# Exercise instructions
Please copy the forum thread on barometric pressure and fishing word for word, beginning with the words "Its interesting and" and stopping after the words "front came thru....?".

# Text provided
++++++++++
Nice gauge Warehouse! lol 

That cheat sheet is more along the lines of what I thought the affects of b-pressure had on the fishies!

. . . and Scott sometimes they're just moody anyhow and won't bite for nothing! 

Salmonid, thanks for the link.


----------



## fallen513 (Jan 5, 2010)

It is widely accepted that the best time to fish is during a front, whether high or low. 

On a high pressure front, fish move to feed where the effects of high pressure are lessened, in cooler, deeper water. 

On a low pressure front, they will feed in shallow water. 

After a sustained level of pressure, the bite slows.


----------



## HOUSE (Apr 29, 2010)

fallen513 said:


> It is widely accepted that the best time to fish is during a front, whether high or low.
> On a high pressure front, fish move to feed where the effects of high pressure are lessened, in cooler, deeper water.
> On a low pressure front, they will feed in shallow water.
> After a sustained level of pressure, the bite slows.


I don't see that on my meter anywhere!!!

I'm just going to call you right before I go fishing every time. The "Fallen-513-Hotline"


----------



## fallen513 (Jan 5, 2010)

I consult my watch.


----------



## Salmonid (Apr 14, 2004)

Yes, that is the widely accepted version but I now have a private controlled environment in my back yard, ( 1 acre Pond stocked with perch, crappies, Hybrid stripers, 3 variations of gills, Channel and blue cats) I pellet feed every day and its really interesting how some days every fish in the pond is acting like it hasnt eaten in many days while other days( last night for example) barely any gills, zero HSB, zero Crappies, zeron blues and zero channels, in fact the golden shiners and fatheads were pretty scarce, I feed a the same time and this has happened several times so far this year and guess what?, its always the day of, day after the barometer has dropped like crazy to near record lows. 
Tonight, 1 day after the front, Barometer is still just under 29.7 ( pretty low) but its been steady for over 24 hrs now and tonight, I had a fair amount but not anywhere near normal, a few HSB, a few Blues and a few Channels, still no perch and no crappies but the bluegills were on fire. The point was the barometer had dropped pretty quick and that is the key, if its gradual it doesnt seem to bother them as much but on the quick drop is when i notice the problems while fish readjust.

Its interesting and fun to try to colaberate with others reports and see ifthey are consistant, yesterday morn when Scott did not do well, I had 4 different friends out on the GMR, Whitewater, Eastwood lake and CC all report way below normal results. Its nothing in stone but I find it interesting to say the least, and For the record, one night I had nothing feed, a friend hammered the catfish on the Ohio River so that goes to show nothing is absolute in this game. 

Salmonid


----------



## dinkbuster1 (Oct 28, 2005)

i fished the GMR yesterday morning for about an hour (545-645 am) for smallies/pike. only had two swipes at my buzz bait. carp and baitfish were all over the surface so that was my sign to cut it short. 

havent been paying attention to the forecast as of late, it seems a front came thru....? 

as far as pressure, thats one thing i watch religiously, especially for planning catfish trips. i have learned that different fish like different pressure zones, but havent really spent much time the past few years chasing anything but flathead catfish to give an informative opinion on any other fish.

one thing i do know though, when the carp are feeding you'd better have a can of corn or best go back home!


----------



## fallen513 (Jan 5, 2010)

Low pressure causes tiny aquatic critters to become unstable, triggering baitfish feeding frenzies. 



Pressure affects fish like gravity affects us.
++++++++++
# Supplied information
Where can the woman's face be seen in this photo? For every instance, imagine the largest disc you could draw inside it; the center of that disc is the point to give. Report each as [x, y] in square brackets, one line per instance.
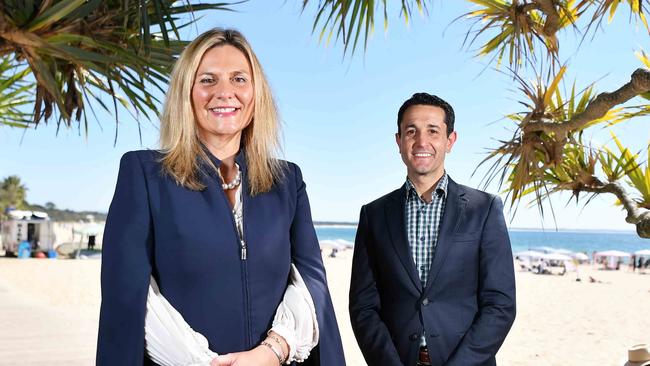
++++++++++
# Written answer
Its interesting and fun to try to colaberate with others reports and see ifthey are consistant, yesterday morn when Scott did not do well, I had 4 different friends out on the GMR, Whitewater, Eastwood lake and CC all report way below normal results. Its nothing in stone but I find it interesting to say the least, and For the record, one night I had nothing feed, a friend hammered the catfish on the Ohio River so that goes to show nothing is absolute in this game. 

Salmonid


----------



## dinkbuster1 (Oct 28, 2005)

i fished the GMR yesterday morning for about an hour (545-645 am) for smallies/pike. only had two swipes at my buzz bait. carp and baitfish were all over the surface so that was my sign to cut it short. 

havent been paying attention to the forecast as of late, it seems a front came thru....?